PROBLEMS TO WORK ON:
1. Using the excerpt on predicting competitive events, answer these questions:
(a) How many races and runners did the horserace betting study cover?
(b) What distribution did the best model in the paper on predicting English Premier League scores have?
(c) About how many seasons of data does the Dobson and Goddard paper consider?
2. Carry on the excerpt on predicting competitive events from the point after its last sentence.

TEXT EXCERPT:

################

S. Lessmann, M-C. Sung, and J.E.V. Johnson (2010) Alternative methods of predicting competitive events: An application in horserace betting markets, 26:518-536, DOI: 10.1016/j.ijforecast.2009.12.013

 

considered how to predict horse races. The motivation of the article was actually to try and predict competive events such as political elections and (of course) sporting events, although the paper was really a large scale (1000 races,  12,092 runners) study. The paper concluded that their proposed model was able to provide an increase in wealth of just over 528% if using a Kelly (Kelly, J. L. (1956). A new interpretation of information rate. The Bell System Technical Journal, 35, 917–926) strategy, with reinvestment.

 

Considering other sports, such as football (the UK version), a couple of examples of predicting matches can be found in Economics, Management and Optimization in Sports, Springer, 2004, ISBN: 3-540-20712-0

In Using Statistics to Predict Scores in English Premier League Soccer (John S. Croucher, pp 43-57), various models are presented that attempt to fit the number of goals scored by each team. The best model found had a Poisson distribution.

Another paper from the same book (Modelling and Forecasting Match Results in the English Premier League and Football League (Stephen Dobson and John Goddard, pp 59-77)) considers about 30 seasons of data. This paper also uses a statistical method, but assigns probabilities to win, lose or draw, rather than trying to predict the number of goals scored. This paper also provides a good overview of previous work in this area.

 

I suppose, the stock market is one area that has been widely studied with respect to prediction, with an eye on turning a profit. There have been hundreds (if not thousands) of papers that look at ways to predict stock prices, interest rates, inflation etc.

 

Maybe, not surprisingly, there has been limited reporting in the scientific literature as to whether anybody has made (or makes) money from the methodologies that they have developed. After all, if you have a successful system, why tell everybody about it (which is one of the major arguments as to why would you buy a system/tips from a service on the internet).

 

What I would actually like to see is a lot more scientific papers not only reporting their predictive systems but also how much money was made, over what period of time and if the system is in daily/weekly use at the time of writing.

Of course, the system needs to reproducible (as should all good scientific writing).

However, if the system is successful, the author(s) might be unwilling to reveal its secrets but might still want to let the world know about its effectiveness. Under these circumstances I have a few ideas as to how this could be done.

  1. In the run up to publishing the paper, the authors make a series of predictions and lodges them with a reputable source. This could be another scientist, a lawyer, or even published on a web site that can be verified from a date/time point of view. The important thing is to ensure that the predictions can be verified as being made in advance of the event. If these predictions were made over a period of (say) six months, then this could form part of the results presented in a paper.

################

[Extracted records]
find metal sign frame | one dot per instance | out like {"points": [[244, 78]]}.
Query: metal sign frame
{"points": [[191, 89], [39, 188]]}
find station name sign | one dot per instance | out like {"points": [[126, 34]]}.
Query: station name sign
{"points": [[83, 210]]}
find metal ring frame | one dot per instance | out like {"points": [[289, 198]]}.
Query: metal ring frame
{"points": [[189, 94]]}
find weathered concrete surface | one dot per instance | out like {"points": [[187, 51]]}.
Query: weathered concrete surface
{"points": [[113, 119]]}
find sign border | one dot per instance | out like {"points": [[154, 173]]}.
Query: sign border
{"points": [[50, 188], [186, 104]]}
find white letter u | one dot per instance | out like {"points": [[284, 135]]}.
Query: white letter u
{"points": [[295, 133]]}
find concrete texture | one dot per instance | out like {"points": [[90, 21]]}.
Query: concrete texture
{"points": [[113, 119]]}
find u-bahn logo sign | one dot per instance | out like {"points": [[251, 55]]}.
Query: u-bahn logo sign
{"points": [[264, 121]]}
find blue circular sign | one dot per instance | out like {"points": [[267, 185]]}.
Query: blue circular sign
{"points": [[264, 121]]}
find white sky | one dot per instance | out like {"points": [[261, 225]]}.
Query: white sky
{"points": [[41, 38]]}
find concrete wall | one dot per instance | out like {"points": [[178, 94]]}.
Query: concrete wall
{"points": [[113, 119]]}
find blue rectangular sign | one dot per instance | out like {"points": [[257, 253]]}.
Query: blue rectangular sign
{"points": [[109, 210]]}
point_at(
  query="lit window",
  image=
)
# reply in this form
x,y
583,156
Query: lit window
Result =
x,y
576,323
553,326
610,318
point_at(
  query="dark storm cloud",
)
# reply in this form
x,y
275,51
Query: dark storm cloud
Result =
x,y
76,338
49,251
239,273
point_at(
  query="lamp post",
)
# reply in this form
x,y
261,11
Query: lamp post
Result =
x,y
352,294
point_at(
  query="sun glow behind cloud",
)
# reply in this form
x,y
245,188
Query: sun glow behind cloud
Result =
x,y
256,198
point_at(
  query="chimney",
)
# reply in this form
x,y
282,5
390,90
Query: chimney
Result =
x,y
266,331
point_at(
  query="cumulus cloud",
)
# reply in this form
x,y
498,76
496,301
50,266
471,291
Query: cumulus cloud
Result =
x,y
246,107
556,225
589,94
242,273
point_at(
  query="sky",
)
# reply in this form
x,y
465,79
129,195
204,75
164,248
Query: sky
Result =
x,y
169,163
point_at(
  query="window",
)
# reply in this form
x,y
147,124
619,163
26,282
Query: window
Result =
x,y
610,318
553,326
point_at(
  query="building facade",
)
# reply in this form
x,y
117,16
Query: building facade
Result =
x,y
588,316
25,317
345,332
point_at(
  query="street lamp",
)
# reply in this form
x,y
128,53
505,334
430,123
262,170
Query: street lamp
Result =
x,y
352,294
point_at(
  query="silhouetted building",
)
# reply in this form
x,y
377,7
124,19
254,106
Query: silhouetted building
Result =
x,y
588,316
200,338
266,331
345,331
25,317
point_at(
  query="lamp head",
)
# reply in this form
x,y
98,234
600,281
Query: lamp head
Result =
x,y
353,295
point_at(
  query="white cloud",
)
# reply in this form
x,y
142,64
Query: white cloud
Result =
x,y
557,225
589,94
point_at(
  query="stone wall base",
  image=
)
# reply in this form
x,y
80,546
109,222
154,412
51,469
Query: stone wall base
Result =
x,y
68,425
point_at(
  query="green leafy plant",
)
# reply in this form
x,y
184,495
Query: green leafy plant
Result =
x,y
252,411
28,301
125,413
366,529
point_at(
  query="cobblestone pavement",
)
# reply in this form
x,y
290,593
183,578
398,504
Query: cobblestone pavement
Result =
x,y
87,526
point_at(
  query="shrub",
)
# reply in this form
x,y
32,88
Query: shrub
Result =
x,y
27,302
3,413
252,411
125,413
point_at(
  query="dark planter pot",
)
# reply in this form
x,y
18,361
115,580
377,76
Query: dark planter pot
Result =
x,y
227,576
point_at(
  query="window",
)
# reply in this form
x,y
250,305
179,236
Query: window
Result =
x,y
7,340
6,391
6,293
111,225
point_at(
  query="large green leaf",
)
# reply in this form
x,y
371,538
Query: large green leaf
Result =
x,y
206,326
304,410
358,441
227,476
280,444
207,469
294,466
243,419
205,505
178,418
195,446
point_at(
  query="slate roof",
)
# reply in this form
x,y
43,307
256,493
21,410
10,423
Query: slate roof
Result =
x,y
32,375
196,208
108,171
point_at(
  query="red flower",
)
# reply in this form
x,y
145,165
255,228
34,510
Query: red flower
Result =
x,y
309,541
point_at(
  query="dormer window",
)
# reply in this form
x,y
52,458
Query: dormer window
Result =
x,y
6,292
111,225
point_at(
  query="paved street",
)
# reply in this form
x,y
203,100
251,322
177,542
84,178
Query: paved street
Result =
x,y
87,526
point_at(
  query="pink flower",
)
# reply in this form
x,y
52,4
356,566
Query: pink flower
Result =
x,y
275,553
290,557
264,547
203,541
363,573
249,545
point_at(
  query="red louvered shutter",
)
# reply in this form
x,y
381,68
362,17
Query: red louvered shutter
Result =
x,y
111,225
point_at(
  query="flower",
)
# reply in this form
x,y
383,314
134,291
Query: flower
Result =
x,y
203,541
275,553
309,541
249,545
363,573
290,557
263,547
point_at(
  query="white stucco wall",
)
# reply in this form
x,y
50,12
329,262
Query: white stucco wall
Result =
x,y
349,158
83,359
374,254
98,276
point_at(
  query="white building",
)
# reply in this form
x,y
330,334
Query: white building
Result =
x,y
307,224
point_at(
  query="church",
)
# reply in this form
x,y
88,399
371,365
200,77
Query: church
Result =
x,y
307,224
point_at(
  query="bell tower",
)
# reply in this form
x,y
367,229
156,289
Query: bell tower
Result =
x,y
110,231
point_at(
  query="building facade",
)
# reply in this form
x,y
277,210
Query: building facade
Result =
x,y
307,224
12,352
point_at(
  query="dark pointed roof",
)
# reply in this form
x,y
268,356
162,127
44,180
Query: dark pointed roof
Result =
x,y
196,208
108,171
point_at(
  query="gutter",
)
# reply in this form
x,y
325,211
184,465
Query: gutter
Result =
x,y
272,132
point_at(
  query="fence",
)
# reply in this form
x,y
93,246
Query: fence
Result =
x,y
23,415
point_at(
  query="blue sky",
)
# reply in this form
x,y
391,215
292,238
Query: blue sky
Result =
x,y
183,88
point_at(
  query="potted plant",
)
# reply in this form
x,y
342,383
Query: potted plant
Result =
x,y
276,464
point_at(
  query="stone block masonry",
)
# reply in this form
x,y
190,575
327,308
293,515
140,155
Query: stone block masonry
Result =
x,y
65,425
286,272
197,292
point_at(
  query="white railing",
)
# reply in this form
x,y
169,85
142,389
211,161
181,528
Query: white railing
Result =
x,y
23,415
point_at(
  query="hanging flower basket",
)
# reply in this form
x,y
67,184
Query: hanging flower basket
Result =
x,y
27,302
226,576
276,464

################

OUTPUTS IN ORDER:
1.
(a) 1000 races and 12,092 runners.
(b) A Poisson distribution.
(c) About 30 seasons.

2.
  2. It is, of course, uderstandable that authors do not want to publish the full details of their winning methodology in a scientific paper but, as scientists, we like to publish our work. The scientific community should be understandable of this, in the same that they are accepting that sometimes certain factors must be kept confidential due to commercial sensitivities. Therefore, the general methodology could be described but omitting key points (and being upfront about that) but, if combined with 1), above, then this could still make a contribution to the scientific literature.

 

An attractive alternative would be to run a prediction competition (see Kaggle, who are doing excellent work in this area), where competitors are given a set of data and asked to provide predictions on the outcome of sporting events; ideally those that have not taken place yet.

 

In summary, I would really like to see more reporting (on a sicientific basis) of sports predictions which are unasheamedly about trying to return a profit, as this is an under represented area at the moment. Why not have a go?

 

Note: I entered this blog entry into the INFORMS blog competition. The March 2011 competition was O.R. and Sports.

Football Prediction: A decision to be made

Today I have been working on my research that is investigating if it is possible to predict the outcome of football matches. The measure I will eventually use, to see if the predictions can be considered successful, will include if it can make money at the bookmakers, if it it more successful than other tipsters etc.

One of the functions I have in my system is to be able to generate the league table for a given date. That is, taking into account the fixtures played to date, generate the league table for any point in the season.

I believe that my function is working correctly and today I was carrying out some tests to see if the league tables I generated were:

  1. Correct at the end of the season. That is, taking into account every match played, is my input data correct and does my algorithm process that data correctly.
  2. Does my algorithm, given a date, generate the correct table for that point in the season.

I initially thought that point 2 would be very time consuming to check but I found a very useful web site. http://www.statto.com is not only a very useful web site (for all sorts of reasons) but one of the facilities it offers is to generate a league table for a particular point in the season.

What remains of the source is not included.